=== Reading passage ===
Until recently, MT vendors had little interest in standardization. Their systems each utilized unique methods of description for language phenomena. This information was carefully protected and treated as proprietary trade secrets. As natural language applications become more numerous and diverse, the need for standardization is becoming evident, both as a way to facilitate exchange among natural language applications and as part of the gradual mainstreaming of MT within the software world.

SYSTRAN is developing a filter that provides full support of XML exchange format. The task is not a simple one because it requires defactorization of graphed entries and explication of implicit transfer patterns. Preserving the organization of the information is one of the biggest challenges. Nevertheless, SYSTRAN needs to forge ahead with this effort to enable its resources to be exported and to permit importing of external resources, such as glossaries, into the system.

NLP Components

Although many of SYSTRAN's natural language processing components are shared by all of its language systems, their modularity allows the user to create a customized environment best suited to the translation need, audience, and text type. The components include the following:

  • Document filter for separating text and formatting codes
  • Encoding and character set converter for interpreting common character encoding formats
  • Language recognizer for identifying the source language of the text
  • Preprocessor for identifying document types, such as chat, email, or structured text
  • Spell checker to perform spelling correction for misspelled items (Misspellings would otherwise go unrecognized by the system, sometimes resulting in adverse impact to translation.)
=== Data excerpt ===
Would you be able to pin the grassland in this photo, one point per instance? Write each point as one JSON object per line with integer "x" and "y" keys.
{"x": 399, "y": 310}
===
Task instructions: Continue the passage on SYSTRAN's language processing components from its last sentence.

Reply:
  • Sentence segmenter for dividing the text into sentences
  • Word delimiter to identify word boundaries for languages where blank spaces are not inserted between words
  • Lemmatizer, a tool for identifying and creating the variant forms of a word (e.g., develop, developing, and developed)
  • Part-of-speech tagger for identifying the grammatical function of each word in the sentence (e.g., noun, verb, and adjective)
  • Text synthesizer for production of the correct word forms in the target language
  • Semantic domain recognizer to identify the subject area of the text so that appropriate knowledge bases can be employed

SYSTRAN's resources also include a tool set designed originally for quality assurance tasks. The tools are useful in the deployment process to assess quality levels and determine the characteristics of the source texts. The tool set includes a concordancer, terminology extractor, and tools for measuring the quality and consistency of translations and of custom resources, such as dictionaries.

Risks and Possibilities

To remain a leader, SYSTRAN will need to preserve both its strong output quality and high-speed performance after the redesign. Although this has always been true, it will be all the more critical now that SYSTRAN's marketing message is beginning to target higher-quality applications.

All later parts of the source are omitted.